• **How to complete this task**
Using the records below, quote only the span that opens with the line containing "Query: man's knee" and closes with the line containing "Query: t-shirt collar", exactly and inclusively.

======== Data for processing

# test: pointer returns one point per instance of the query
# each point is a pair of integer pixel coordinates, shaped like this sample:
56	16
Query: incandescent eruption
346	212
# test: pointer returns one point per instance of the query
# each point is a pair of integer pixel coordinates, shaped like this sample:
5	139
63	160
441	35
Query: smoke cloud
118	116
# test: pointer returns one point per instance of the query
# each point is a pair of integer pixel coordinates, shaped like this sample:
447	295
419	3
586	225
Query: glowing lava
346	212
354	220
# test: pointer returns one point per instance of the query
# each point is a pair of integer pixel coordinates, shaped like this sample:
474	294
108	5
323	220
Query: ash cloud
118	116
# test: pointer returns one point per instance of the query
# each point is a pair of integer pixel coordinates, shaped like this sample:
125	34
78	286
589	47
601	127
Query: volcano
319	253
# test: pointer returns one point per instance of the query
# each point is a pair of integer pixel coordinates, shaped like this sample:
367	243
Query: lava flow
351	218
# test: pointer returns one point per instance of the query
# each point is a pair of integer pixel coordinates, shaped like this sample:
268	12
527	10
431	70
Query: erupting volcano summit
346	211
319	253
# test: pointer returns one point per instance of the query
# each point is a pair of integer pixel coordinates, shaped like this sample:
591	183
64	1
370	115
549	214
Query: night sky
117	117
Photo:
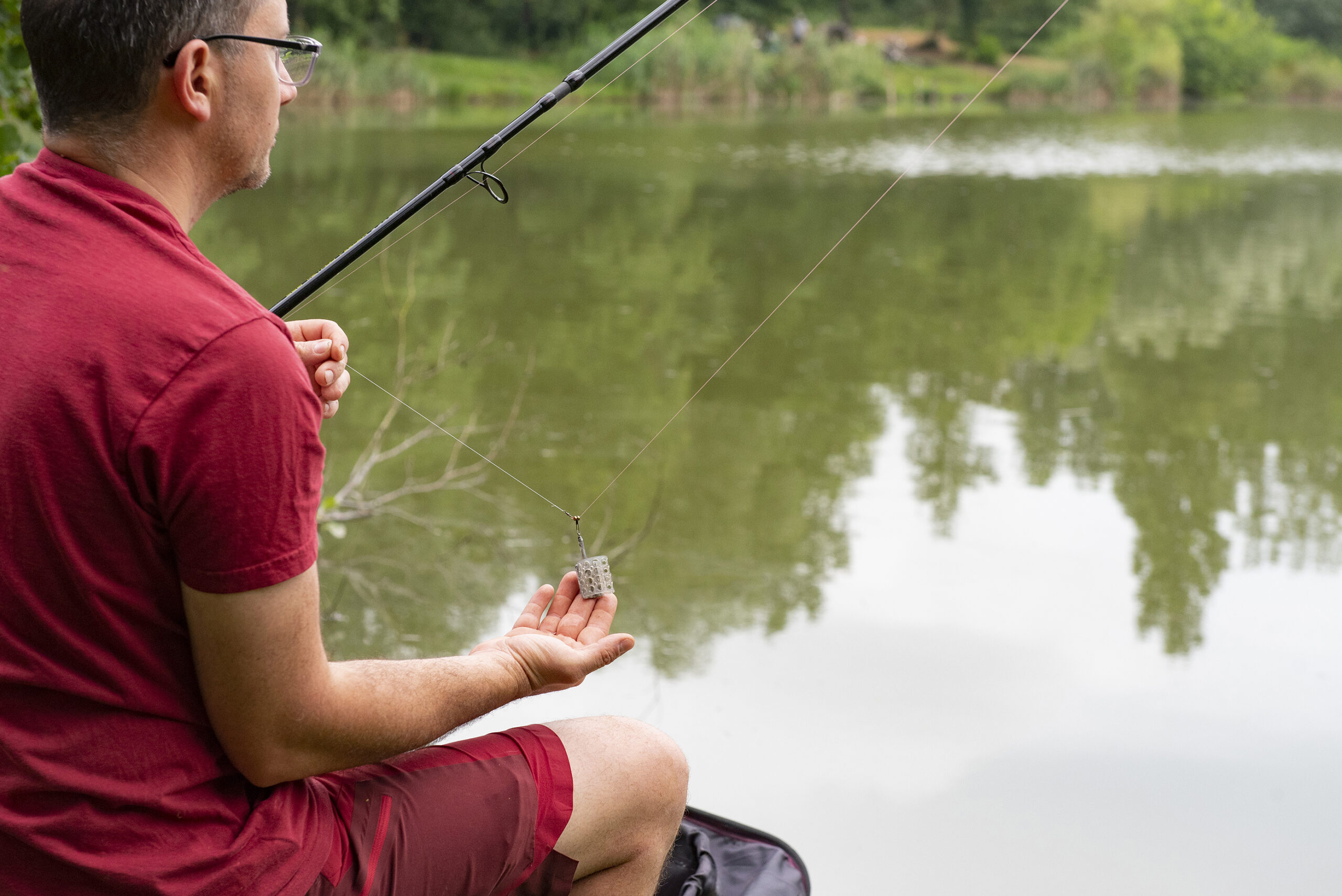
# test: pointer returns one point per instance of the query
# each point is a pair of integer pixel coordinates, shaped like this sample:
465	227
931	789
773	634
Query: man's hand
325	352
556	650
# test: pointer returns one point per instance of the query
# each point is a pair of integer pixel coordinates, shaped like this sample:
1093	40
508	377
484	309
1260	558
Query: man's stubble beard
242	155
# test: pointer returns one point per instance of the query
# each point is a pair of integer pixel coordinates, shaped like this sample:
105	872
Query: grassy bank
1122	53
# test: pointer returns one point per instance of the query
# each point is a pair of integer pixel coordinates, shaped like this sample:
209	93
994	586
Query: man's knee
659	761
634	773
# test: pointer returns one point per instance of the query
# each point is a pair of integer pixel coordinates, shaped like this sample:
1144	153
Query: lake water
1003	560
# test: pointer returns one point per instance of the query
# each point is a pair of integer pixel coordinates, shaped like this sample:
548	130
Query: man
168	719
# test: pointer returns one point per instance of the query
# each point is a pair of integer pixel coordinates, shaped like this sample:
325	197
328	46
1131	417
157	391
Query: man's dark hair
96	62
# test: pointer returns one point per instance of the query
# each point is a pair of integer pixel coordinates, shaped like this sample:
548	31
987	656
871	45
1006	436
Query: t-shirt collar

================
======== Data for processing

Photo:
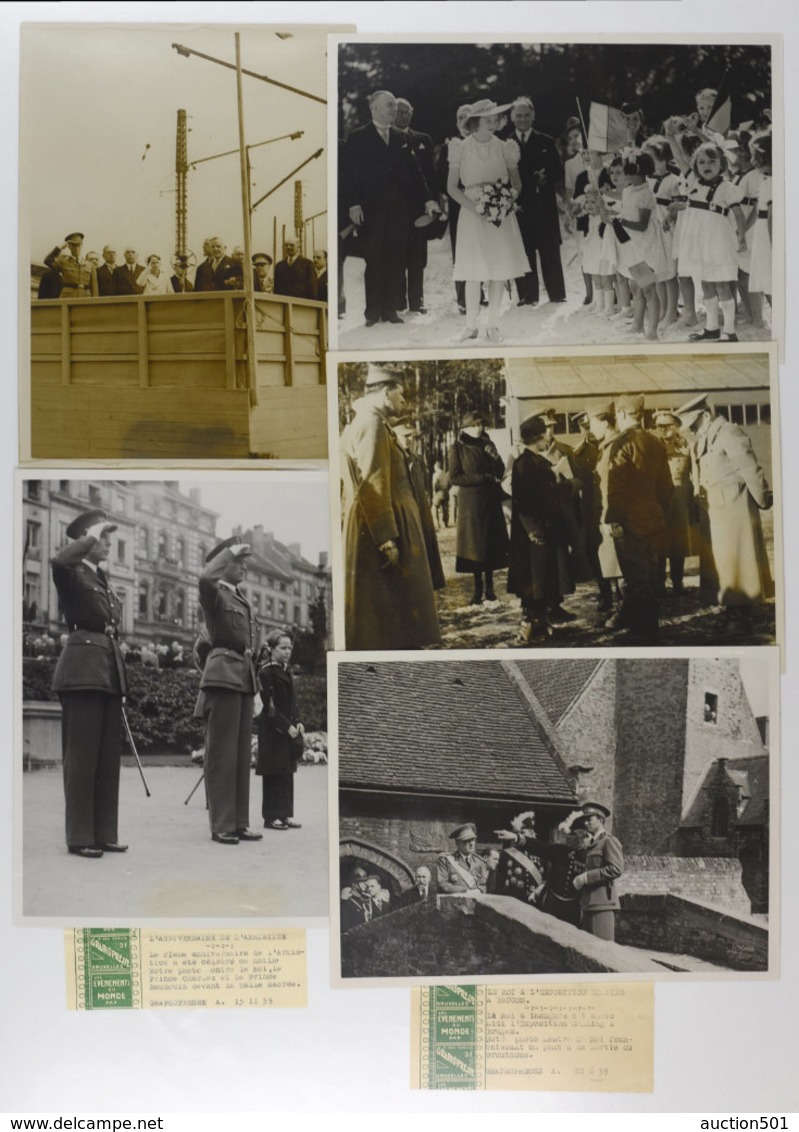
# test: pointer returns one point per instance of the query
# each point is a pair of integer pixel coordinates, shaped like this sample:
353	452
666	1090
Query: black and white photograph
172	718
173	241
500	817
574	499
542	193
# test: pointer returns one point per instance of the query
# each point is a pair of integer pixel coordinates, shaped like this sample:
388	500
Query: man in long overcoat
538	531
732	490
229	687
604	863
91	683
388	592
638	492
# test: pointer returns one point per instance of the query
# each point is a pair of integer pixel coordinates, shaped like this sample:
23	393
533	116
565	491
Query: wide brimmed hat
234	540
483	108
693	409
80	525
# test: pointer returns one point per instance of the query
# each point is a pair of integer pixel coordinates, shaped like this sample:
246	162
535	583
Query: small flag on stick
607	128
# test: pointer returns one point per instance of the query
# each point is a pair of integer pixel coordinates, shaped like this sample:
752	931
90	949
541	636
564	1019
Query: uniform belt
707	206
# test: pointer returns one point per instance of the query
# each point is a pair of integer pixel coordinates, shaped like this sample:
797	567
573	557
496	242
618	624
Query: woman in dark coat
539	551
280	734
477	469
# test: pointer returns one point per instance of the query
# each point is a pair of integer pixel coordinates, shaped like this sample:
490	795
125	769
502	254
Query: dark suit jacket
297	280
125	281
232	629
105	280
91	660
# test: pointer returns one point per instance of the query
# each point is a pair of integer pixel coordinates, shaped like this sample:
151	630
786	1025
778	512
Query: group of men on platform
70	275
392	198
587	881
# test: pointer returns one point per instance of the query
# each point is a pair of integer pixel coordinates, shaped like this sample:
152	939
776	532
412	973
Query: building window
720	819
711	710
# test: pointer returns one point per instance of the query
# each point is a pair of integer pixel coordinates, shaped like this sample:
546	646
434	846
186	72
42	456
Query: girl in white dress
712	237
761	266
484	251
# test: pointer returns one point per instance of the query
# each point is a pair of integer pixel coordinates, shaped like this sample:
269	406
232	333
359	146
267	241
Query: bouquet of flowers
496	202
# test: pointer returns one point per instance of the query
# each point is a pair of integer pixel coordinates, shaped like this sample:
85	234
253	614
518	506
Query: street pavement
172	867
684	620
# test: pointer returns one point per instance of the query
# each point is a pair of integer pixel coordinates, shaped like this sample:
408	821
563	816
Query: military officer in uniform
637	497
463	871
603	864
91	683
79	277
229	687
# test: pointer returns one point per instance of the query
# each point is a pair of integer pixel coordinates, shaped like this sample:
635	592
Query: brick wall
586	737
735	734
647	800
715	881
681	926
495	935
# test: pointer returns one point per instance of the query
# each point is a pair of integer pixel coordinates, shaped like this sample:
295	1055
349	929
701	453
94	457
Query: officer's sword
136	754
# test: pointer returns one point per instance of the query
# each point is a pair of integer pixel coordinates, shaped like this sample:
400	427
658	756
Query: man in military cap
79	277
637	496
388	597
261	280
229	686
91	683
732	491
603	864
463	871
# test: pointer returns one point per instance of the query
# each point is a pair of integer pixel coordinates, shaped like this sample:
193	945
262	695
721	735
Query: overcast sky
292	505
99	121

================
======== Data for processing

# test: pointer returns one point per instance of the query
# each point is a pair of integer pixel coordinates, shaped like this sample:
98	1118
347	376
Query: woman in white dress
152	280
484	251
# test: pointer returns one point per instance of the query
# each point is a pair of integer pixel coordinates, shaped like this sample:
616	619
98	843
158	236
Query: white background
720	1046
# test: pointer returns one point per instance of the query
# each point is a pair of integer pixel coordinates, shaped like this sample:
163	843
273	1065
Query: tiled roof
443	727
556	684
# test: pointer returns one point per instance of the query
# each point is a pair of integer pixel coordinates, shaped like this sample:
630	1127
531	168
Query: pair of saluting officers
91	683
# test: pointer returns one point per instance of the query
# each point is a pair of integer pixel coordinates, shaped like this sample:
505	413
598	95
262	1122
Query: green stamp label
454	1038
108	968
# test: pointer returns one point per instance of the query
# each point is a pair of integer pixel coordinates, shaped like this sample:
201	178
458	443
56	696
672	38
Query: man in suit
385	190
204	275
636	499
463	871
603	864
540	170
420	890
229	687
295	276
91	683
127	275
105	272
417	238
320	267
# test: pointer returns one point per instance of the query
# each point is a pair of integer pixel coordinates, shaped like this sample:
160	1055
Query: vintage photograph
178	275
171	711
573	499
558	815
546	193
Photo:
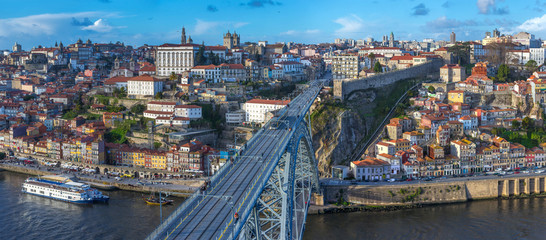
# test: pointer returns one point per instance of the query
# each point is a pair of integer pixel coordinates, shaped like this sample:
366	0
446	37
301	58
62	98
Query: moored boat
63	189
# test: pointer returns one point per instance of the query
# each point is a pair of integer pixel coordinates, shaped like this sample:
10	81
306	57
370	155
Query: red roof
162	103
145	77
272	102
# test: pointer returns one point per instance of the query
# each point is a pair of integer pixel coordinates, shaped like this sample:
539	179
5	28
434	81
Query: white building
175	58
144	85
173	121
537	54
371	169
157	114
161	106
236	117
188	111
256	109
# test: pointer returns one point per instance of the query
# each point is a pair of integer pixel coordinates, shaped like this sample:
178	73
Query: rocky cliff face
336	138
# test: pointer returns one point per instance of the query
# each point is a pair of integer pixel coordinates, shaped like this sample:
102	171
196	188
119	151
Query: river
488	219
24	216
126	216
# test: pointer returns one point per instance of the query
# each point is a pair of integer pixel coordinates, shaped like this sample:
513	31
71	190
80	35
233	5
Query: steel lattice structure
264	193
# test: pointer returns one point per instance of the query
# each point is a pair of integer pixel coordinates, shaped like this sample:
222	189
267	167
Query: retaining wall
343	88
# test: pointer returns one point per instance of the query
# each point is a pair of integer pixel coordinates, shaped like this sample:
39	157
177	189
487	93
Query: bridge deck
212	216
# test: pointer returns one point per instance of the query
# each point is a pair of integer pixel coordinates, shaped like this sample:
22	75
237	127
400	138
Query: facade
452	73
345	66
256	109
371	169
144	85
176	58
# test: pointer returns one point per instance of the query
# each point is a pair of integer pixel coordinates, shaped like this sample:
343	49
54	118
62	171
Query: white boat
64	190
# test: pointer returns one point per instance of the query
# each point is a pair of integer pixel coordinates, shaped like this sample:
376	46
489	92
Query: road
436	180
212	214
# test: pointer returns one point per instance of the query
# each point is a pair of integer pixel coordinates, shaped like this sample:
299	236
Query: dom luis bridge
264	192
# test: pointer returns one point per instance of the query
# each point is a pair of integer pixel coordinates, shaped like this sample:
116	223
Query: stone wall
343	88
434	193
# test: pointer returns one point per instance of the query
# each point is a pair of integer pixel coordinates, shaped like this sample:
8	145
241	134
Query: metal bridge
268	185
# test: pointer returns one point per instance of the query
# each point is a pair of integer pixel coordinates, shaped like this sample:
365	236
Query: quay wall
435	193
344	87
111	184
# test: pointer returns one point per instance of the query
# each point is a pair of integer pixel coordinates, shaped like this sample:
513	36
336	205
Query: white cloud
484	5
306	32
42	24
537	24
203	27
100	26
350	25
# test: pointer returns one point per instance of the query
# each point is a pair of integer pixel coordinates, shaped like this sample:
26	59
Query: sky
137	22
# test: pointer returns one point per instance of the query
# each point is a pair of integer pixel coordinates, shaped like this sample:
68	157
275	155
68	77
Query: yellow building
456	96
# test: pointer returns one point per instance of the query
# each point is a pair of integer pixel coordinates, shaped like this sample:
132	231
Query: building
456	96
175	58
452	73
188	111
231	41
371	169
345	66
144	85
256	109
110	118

================

• **Result of the task**
Query: man's knee
659	761
634	773
# test: pointer returns one point per instance of the query
# each point is a pair of integer pixel coordinates, shaped like this sample:
1144	153
Query: lake water
1003	560
# test: pointer returns one point per instance of the query
# each point is a pair of integer pixel coordinates, shaped like this sample:
548	130
Query: man
168	719
# test: pointer returns one point per instance of the query
# each point is a pair of integer pixel coordinates, shaped like this sample:
325	197
328	46
1131	417
157	391
Query: man's dark hair
96	62
# test: pointer returns one point per instance of the query
# each point is a pair of integer pixel coordinates, shaped like this sample:
548	31
987	656
871	45
1006	436
Query: t-shirt collar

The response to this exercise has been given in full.